**Your goal**
Repeat every item below word for word, keeping each on its own line in the same order.

····················

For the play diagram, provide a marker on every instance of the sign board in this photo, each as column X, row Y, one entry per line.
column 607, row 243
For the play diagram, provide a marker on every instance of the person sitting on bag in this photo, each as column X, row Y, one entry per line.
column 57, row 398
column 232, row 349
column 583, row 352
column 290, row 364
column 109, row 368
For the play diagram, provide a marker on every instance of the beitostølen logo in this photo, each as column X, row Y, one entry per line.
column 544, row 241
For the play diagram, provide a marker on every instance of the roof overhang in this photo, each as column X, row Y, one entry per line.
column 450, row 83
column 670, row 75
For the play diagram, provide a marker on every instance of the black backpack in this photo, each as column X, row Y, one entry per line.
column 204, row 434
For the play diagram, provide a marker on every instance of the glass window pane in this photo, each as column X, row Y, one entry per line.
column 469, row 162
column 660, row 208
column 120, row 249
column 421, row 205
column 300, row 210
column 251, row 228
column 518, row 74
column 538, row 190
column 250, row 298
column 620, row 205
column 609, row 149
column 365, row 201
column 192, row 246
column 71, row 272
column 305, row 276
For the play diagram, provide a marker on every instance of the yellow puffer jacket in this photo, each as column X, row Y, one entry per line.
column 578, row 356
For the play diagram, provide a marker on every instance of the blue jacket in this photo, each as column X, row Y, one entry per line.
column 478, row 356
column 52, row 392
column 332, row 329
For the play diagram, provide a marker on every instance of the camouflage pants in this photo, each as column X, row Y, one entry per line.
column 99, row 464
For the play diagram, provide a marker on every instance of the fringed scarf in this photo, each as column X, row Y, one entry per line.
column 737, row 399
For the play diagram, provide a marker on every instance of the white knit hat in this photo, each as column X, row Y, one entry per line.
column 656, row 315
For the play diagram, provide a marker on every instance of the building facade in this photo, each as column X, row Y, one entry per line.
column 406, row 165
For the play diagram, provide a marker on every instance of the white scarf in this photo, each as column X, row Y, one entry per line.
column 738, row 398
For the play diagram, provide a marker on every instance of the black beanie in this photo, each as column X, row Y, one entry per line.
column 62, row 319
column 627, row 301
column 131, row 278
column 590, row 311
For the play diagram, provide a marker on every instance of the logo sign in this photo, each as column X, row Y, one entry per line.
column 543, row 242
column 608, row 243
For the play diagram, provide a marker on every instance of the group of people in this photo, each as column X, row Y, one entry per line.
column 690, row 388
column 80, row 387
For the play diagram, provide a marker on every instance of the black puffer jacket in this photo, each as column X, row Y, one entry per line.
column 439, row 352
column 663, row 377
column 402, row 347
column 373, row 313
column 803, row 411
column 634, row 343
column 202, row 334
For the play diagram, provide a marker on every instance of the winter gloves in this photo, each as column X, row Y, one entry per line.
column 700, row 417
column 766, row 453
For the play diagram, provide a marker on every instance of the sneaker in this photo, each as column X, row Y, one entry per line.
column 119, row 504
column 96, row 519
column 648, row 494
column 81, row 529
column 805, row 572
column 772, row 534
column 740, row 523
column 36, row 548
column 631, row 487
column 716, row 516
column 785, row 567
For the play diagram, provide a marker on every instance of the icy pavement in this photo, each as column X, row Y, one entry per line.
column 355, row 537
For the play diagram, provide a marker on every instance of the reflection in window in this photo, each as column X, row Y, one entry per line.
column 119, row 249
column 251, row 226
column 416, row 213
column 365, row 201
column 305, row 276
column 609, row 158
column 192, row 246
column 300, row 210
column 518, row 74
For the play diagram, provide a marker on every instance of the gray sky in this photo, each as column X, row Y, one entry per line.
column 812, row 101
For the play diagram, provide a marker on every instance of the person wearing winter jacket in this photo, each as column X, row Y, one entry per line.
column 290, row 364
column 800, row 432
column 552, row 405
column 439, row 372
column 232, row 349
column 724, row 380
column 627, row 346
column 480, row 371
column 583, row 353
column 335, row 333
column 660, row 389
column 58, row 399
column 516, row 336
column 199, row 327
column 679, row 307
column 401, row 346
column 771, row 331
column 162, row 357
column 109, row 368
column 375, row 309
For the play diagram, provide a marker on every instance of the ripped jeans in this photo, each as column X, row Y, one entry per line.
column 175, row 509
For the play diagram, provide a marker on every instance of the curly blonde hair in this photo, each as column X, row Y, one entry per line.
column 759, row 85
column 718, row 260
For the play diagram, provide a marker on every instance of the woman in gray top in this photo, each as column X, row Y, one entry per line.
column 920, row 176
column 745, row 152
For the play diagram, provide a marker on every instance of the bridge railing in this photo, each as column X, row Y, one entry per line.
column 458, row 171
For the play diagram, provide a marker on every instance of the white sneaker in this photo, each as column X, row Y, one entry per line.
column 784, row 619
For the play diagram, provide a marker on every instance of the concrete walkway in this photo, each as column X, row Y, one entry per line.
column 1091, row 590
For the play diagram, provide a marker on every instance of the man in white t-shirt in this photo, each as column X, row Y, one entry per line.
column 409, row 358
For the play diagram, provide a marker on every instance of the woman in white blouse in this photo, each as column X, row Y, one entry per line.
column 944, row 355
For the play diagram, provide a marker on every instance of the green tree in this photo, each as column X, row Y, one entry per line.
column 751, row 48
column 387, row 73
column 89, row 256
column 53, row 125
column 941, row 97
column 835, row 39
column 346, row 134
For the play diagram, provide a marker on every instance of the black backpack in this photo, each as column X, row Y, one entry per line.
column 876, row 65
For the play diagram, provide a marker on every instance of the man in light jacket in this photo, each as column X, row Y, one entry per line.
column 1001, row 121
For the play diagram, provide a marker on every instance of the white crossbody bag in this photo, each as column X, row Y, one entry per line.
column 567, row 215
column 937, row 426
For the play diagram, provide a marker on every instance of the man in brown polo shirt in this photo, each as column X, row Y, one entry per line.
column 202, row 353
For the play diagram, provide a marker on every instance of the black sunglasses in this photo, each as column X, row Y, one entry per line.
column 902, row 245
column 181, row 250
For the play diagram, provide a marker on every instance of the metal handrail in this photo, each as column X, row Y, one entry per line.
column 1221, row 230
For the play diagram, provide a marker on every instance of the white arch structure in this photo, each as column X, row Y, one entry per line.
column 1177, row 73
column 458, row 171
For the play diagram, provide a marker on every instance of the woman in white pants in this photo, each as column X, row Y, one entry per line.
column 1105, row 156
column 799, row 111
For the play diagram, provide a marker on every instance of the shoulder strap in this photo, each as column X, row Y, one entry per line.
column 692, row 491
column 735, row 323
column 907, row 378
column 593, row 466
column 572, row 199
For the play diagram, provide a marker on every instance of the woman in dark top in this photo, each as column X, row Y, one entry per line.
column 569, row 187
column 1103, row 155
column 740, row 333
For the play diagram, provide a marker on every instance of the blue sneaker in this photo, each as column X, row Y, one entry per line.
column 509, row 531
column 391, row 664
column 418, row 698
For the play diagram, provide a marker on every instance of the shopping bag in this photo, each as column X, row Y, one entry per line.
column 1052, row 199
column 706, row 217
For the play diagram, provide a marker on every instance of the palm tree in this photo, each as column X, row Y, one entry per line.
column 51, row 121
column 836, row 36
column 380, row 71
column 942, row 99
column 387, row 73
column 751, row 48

····················

**Expected answer**
For the play diagram, provide a marker on every instance of the sign board in this photo, each as column X, row Y, one entry per line.
column 607, row 243
For the play diagram, provide a marker on every instance of the person sitting on bag in this photo, each as column X, row Y, one entry per line.
column 57, row 398
column 232, row 349
column 583, row 352
column 290, row 364
column 109, row 368
For the play diagram, provide a marker on every instance of the beitostølen logo in this photo, each as column X, row Y, one entry per line.
column 544, row 241
For the play diagram, provide a marker on every instance of the roof overhang in this photo, each as column X, row Y, one entry per line.
column 450, row 83
column 670, row 75
For the play diagram, provide a marker on every instance of the black backpack in this photo, each as column X, row Y, one entry per line.
column 204, row 434
For the play diagram, provide a marker on every instance of the glass window pane in this photo, each as column X, row Y, one entry per line.
column 469, row 162
column 660, row 208
column 120, row 249
column 421, row 205
column 300, row 210
column 251, row 228
column 518, row 74
column 538, row 190
column 250, row 298
column 620, row 205
column 609, row 149
column 365, row 201
column 192, row 246
column 71, row 272
column 305, row 276
For the play diagram, provide a marker on every instance of the yellow puffer jacket in this photo, each as column X, row Y, one entry per line.
column 578, row 356
For the play diagram, provide a marker on every instance of the blue jacket in this photo, each as column X, row Y, one entry per line.
column 478, row 356
column 52, row 392
column 332, row 329
For the play diagram, provide a marker on every instance of the camouflage pants in this photo, each as column X, row Y, one entry per line.
column 99, row 464
For the play diagram, provide a marker on every instance of the fringed scarf in this photo, each as column X, row Y, one entry per line.
column 737, row 399
For the play diagram, provide a marker on every instance of the white knit hat in this photo, each as column X, row Y, one entry per line.
column 656, row 315
For the play diagram, provide a marker on every instance of the building facade in this photo, each as column X, row Y, one entry per line.
column 406, row 165
For the play diagram, provide a marker on every instance of the white scarf in this photo, each as column X, row Y, one entry per line.
column 738, row 398
For the play diagram, provide a marker on every instance of the black beanie in this photo, each as column X, row Y, one entry per line.
column 62, row 319
column 627, row 301
column 131, row 278
column 590, row 311
For the play diagram, provide a marker on every instance of the logo sign in this photo, each as column X, row Y, one entry per line.
column 543, row 242
column 608, row 243
For the play diagram, provide a marker on every instance of the group of people in this photo, each as column X, row Y, one entry per line.
column 690, row 388
column 80, row 387
For the play diagram, provide a marker on every instance of the black puffer jacket in this photo, each as column X, row Y, one entry per line.
column 439, row 352
column 663, row 377
column 402, row 347
column 373, row 313
column 803, row 411
column 634, row 343
column 202, row 334
For the play diagram, provide a marker on every instance of the winter gloves in this photo, each as column X, row Y, one entry per line.
column 700, row 417
column 766, row 453
For the play diagram, provide a marker on every instance of the sneaker in this photo, each as column X, row Y, one entry per line.
column 119, row 504
column 96, row 519
column 648, row 494
column 81, row 529
column 805, row 572
column 772, row 534
column 740, row 523
column 36, row 548
column 631, row 487
column 716, row 516
column 785, row 567
For the play diagram, provide a marker on every instance of the icy pavement in this photo, each as column X, row Y, one entry per line.
column 355, row 537
For the play diagram, provide a marker on every instance of the reflection in window in this photo, each as column X, row Y, one entry per line.
column 119, row 249
column 251, row 226
column 416, row 213
column 365, row 201
column 305, row 276
column 609, row 158
column 192, row 246
column 300, row 210
column 518, row 74
For the play diagram, provide a marker on every instance of the gray sky in this photo, each as column X, row Y, one entry per line.
column 812, row 101
For the play diagram, provide a marker on every instance of the person wearing winter jacket in this photo, each as column X, row Y, one entry per line.
column 290, row 364
column 800, row 432
column 552, row 405
column 439, row 372
column 232, row 349
column 724, row 380
column 627, row 346
column 480, row 371
column 583, row 353
column 335, row 333
column 660, row 389
column 58, row 399
column 516, row 336
column 199, row 327
column 679, row 307
column 401, row 346
column 771, row 331
column 162, row 357
column 109, row 368
column 375, row 309
For the play diagram, provide a marker on every instance of the ripped jeans in this photo, each as column X, row Y, one entry per line.
column 175, row 509
For the play diagram, provide a marker on every instance of the curly blonde hair in this photo, each as column X, row Y, one entry per line.
column 759, row 85
column 718, row 260
For the play diagram, provide a marker on every instance of the woman in gray top in this photo, each as column X, row Y, one entry per line.
column 920, row 176
column 745, row 152
For the play diagram, provide a marker on every instance of the bridge railing in this photo, each as column X, row Y, one entry per line.
column 458, row 171
For the play diagram, provide a marker on every instance of the white sneaker in this photo, each as column X, row Y, one entry per line.
column 784, row 619
For the play diagram, provide a marker on every instance of the concrete walkway in this photo, each as column X, row Y, one entry per line.
column 1091, row 590
For the play diagram, provide a marker on every instance of the man in white t-shirt in this photo, each as column X, row Y, one entry per line.
column 409, row 358
For the play diagram, provide a marker on every instance of the woman in white blouse in this photo, each as column X, row Y, one entry per line.
column 944, row 355
For the play diagram, provide a marker on every instance of the green tree in this photo, each as column X, row Y, one entry per line.
column 751, row 48
column 387, row 73
column 89, row 256
column 53, row 125
column 941, row 97
column 835, row 39
column 346, row 134
For the play diagram, provide a marker on every instance of the black backpack in this photo, each as column X, row Y, one entry per line.
column 876, row 65
For the play diagram, provide a marker on every instance of the man in light jacket in this photo, each as column X, row Y, one entry per line.
column 1001, row 121
For the play diagram, provide a marker on every instance of the white crossbody bag in this photo, each as column X, row Y, one entry per line.
column 567, row 215
column 937, row 426
For the play diagram, provide a marker on every instance of the man in brown polo shirt in this photo, each as column X, row Y, one entry per line.
column 202, row 353
For the play diagram, provide a marker on every instance of the black sunglasses in this photo, each as column X, row Y, one entry per line.
column 902, row 245
column 181, row 250
For the play diagram, provide a marker on every instance of the metal handrail in this photo, each as column X, row Y, one entry per line.
column 1221, row 230
For the play diagram, provide a marker on every instance of the white arch structure in this photo, each as column X, row Y, one entry per line.
column 1177, row 73
column 458, row 171
For the play diagram, provide a marker on every instance of the woman in white pants in this photo, each as column X, row Y, one entry per line.
column 1105, row 156
column 799, row 111
For the play diagram, provide a marker on every instance of the shoulder strap in this photo, each as column X, row Y, one entry per line.
column 692, row 491
column 735, row 323
column 907, row 378
column 593, row 466
column 572, row 199
For the play diagram, provide a marker on every instance of the woman in dark top in this photo, each as column X, row Y, one entry per line.
column 569, row 187
column 1103, row 155
column 740, row 333
For the play diagram, provide a marker on every instance of the blue sneaker in this photo, each as column X, row Y, one entry per line.
column 509, row 531
column 391, row 664
column 418, row 698
For the play diagram, provide a marker on every instance of the shopping bag in this photo, each as column X, row Y, one entry per line.
column 1052, row 199
column 706, row 217
For the play diagram, provide a marker on every instance of the palm tree in this photo, each as column X, row Y, one entry per line.
column 51, row 121
column 836, row 36
column 380, row 71
column 942, row 99
column 387, row 73
column 751, row 48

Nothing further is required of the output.